-------- DATA SHOWN --------
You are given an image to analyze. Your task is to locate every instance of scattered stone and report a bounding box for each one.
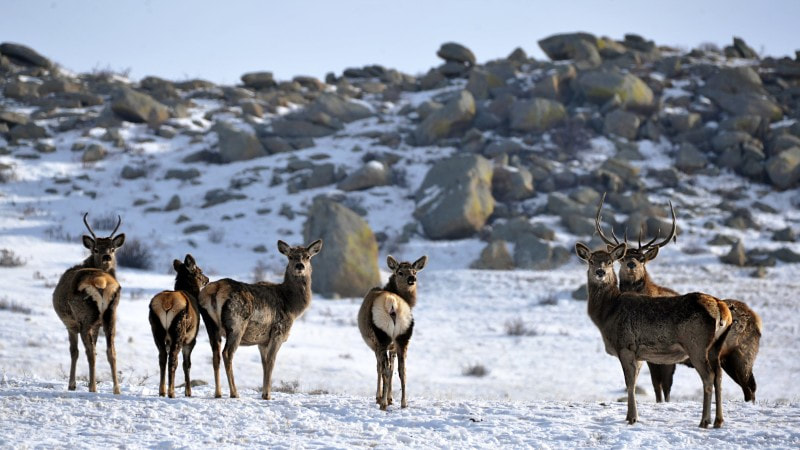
[336,160,391,191]
[414,154,494,239]
[510,98,567,133]
[303,197,380,298]
[414,90,475,145]
[470,240,514,270]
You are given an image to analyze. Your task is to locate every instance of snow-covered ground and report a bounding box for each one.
[0,72,800,448]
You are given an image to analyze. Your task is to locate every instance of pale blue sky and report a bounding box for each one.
[0,0,800,84]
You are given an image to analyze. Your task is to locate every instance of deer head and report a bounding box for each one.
[386,255,428,290]
[278,239,322,277]
[83,212,125,271]
[172,253,208,295]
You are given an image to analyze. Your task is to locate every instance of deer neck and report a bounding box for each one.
[280,267,311,317]
[588,272,621,328]
[383,275,417,308]
[78,255,117,278]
--------
Can you reproduce all of the records above word for word, leaving the pictures out?

**TASK RESPONSE:**
You are given an image to analyze. Your task is to locate every instance of scattered stone and report a bounding box for each one.
[336,160,391,191]
[414,154,494,239]
[510,98,567,133]
[303,197,380,298]
[414,90,475,145]
[470,240,514,270]
You are given an image to analyze. Your task is to locate every instance of snow-covered ground and report a bounding box for each one.
[0,72,800,448]
You are given an image to analyze. Your task is to locate every instance of pale blue sky and report a bounding box for each one.
[0,0,800,84]
You are given an image to analyze. Your task is to locate every instance of deer head and report a bounding box for each one.
[386,255,428,290]
[278,239,322,277]
[83,212,125,271]
[172,253,208,295]
You are given an image to analyze. Your task is to locate every instance of deer neck and report a bounding box for each one.
[280,267,311,317]
[588,272,621,328]
[383,275,417,308]
[78,255,117,278]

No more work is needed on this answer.